PROBLEMS TO SOLVE ▸
1. List everything that, according to the reflection on staying in Texas, it takes grit to withstand.
2. Set down the passage of the reflection on staying in Texas starting with "And I always" and going on through "for everyone involved.".

PAGE EXTRACT ▸
§
And I always strive to leave like Oprah. I leave with my ratings still high,
with the primary components of my self-esteem still intact, with love and
admiration for my coworkers, and compassion for a supervisor. I see too my
tendency to be bullied by louder mouths, to be too eager to please, to not push
for my vision and too quickly concede.
I leave
to show respect for myself, for everyone involved.
"And
will you stay?"
Stay.
Stay in
the city that has been home for five months which is five lifetimes of lessons.
The
question proposed by new friends, coworkers, people who know my story, the
beginning of the story, the end of the woman I thought I would be here and the
rebirth of another woman I am today. And I am proud to be her. And she's
deciding that I stay.
She
acknowledges the grit it takes to stay. The grit to withstand loneliness, broken
heartedness, confusion, fear. The grit to choose gentleness, to choose to show
kindness, practice forgiveness, speak truth, to nurture my softness through
standing taller and stronger in myself every day.
I feel
time glide across my skin in Texas. I feel every moment pass, precious and
sacred, and mine to claim, and in this heightened awareness of time, I urgently
embrace the lessons Texas offers.
§
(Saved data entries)
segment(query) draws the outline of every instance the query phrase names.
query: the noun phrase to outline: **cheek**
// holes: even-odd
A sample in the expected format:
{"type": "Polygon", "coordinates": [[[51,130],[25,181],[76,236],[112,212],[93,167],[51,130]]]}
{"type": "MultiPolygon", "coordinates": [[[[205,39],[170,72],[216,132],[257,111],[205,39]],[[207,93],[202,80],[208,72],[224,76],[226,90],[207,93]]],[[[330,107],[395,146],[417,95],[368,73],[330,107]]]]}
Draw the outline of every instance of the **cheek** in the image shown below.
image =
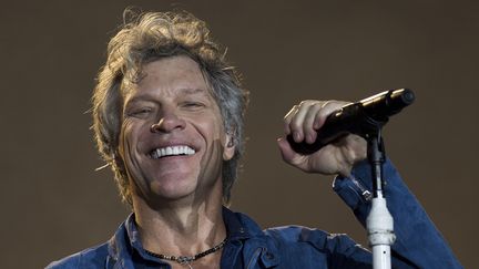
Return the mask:
{"type": "Polygon", "coordinates": [[[137,132],[134,132],[136,128],[130,122],[124,122],[122,125],[122,131],[120,133],[120,153],[123,155],[123,158],[126,161],[129,155],[134,152],[134,147],[137,141],[137,132]]]}

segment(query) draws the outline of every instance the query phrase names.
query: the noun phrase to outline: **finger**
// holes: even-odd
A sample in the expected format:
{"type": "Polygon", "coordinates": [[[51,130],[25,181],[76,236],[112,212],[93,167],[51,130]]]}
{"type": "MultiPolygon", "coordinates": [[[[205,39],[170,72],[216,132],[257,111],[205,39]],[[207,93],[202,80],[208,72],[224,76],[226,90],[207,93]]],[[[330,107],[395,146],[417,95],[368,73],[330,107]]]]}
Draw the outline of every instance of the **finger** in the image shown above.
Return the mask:
{"type": "Polygon", "coordinates": [[[316,113],[316,117],[314,120],[313,127],[318,131],[323,124],[326,122],[326,118],[335,111],[340,110],[343,106],[350,104],[345,101],[327,101],[323,103],[322,108],[318,113],[316,113]]]}
{"type": "Polygon", "coordinates": [[[306,143],[314,143],[317,136],[316,130],[314,127],[314,122],[316,114],[319,112],[324,103],[316,102],[312,104],[305,115],[303,123],[303,133],[305,135],[306,143]]]}
{"type": "Polygon", "coordinates": [[[284,121],[284,130],[285,130],[285,134],[289,135],[291,134],[291,128],[289,128],[289,123],[293,118],[293,116],[296,114],[296,111],[298,110],[297,105],[294,105],[288,113],[286,113],[286,115],[284,116],[283,121],[284,121]]]}
{"type": "Polygon", "coordinates": [[[289,142],[285,137],[278,138],[277,144],[284,162],[299,169],[305,169],[305,157],[294,152],[289,145],[289,142]]]}
{"type": "Polygon", "coordinates": [[[318,103],[319,101],[303,101],[300,102],[296,113],[293,115],[291,123],[289,123],[289,130],[293,134],[293,138],[296,143],[300,143],[304,139],[304,120],[305,116],[309,110],[309,107],[318,103]]]}

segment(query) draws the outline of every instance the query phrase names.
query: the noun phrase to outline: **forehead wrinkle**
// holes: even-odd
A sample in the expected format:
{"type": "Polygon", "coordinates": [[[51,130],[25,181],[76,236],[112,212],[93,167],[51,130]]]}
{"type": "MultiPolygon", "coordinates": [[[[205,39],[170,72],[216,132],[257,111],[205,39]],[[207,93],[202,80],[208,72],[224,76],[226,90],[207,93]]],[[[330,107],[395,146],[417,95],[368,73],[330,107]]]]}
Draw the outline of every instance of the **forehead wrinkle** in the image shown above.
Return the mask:
{"type": "MultiPolygon", "coordinates": [[[[190,89],[190,87],[181,87],[173,91],[161,91],[162,93],[166,93],[167,96],[191,96],[191,95],[201,95],[205,97],[211,97],[210,92],[204,89],[190,89]]],[[[157,94],[152,94],[151,92],[133,94],[132,97],[126,100],[126,103],[134,103],[140,101],[157,101],[157,94]]]]}

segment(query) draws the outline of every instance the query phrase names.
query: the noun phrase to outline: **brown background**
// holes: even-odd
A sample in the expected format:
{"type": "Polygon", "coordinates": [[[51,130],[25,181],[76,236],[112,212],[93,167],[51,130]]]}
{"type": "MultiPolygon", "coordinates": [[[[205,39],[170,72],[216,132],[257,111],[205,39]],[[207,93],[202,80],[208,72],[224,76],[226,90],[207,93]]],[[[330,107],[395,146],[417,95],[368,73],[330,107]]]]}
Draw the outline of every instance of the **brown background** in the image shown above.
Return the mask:
{"type": "Polygon", "coordinates": [[[332,178],[282,163],[282,117],[303,99],[410,87],[387,152],[467,268],[477,268],[477,1],[14,1],[0,9],[1,268],[41,268],[103,242],[128,215],[91,138],[94,76],[122,10],[186,9],[208,22],[252,102],[233,208],[365,242],[332,178]],[[475,257],[476,256],[476,257],[475,257]]]}

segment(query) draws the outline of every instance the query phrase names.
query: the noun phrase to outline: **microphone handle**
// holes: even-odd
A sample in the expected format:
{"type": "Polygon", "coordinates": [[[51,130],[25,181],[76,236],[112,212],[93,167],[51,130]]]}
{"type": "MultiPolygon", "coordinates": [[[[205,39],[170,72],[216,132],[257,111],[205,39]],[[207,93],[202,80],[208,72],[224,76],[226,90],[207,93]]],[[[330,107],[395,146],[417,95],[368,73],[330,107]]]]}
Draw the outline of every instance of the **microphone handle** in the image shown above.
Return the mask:
{"type": "Polygon", "coordinates": [[[333,112],[317,132],[313,144],[305,141],[296,143],[292,135],[286,139],[296,153],[308,155],[348,134],[365,136],[377,132],[389,116],[400,112],[414,100],[415,95],[408,89],[386,91],[333,112]]]}

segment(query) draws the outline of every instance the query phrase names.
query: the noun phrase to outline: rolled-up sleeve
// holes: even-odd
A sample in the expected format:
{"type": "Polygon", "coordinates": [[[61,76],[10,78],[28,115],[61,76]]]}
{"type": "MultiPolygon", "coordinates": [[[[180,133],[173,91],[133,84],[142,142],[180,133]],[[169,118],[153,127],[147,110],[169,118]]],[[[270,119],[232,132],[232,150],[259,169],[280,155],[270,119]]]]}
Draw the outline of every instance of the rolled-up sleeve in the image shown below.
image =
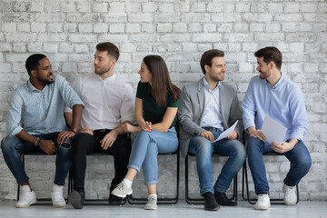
§
RESULTS OF THE TASKS ▸
1.
- loneliness
- broken heartedness
- confusion
- fear

2.
And I always strive to leave like Oprah. I leave with my ratings still high,
with the primary components of my self-esteem still intact, with love and
admiration for my coworkers, and compassion for a supervisor. I see too my
tendency to be bullied by louder mouths, to be too eager to please, to not push
for my vision and too quickly concede.
I leave
to show respect for myself, for everyone involved.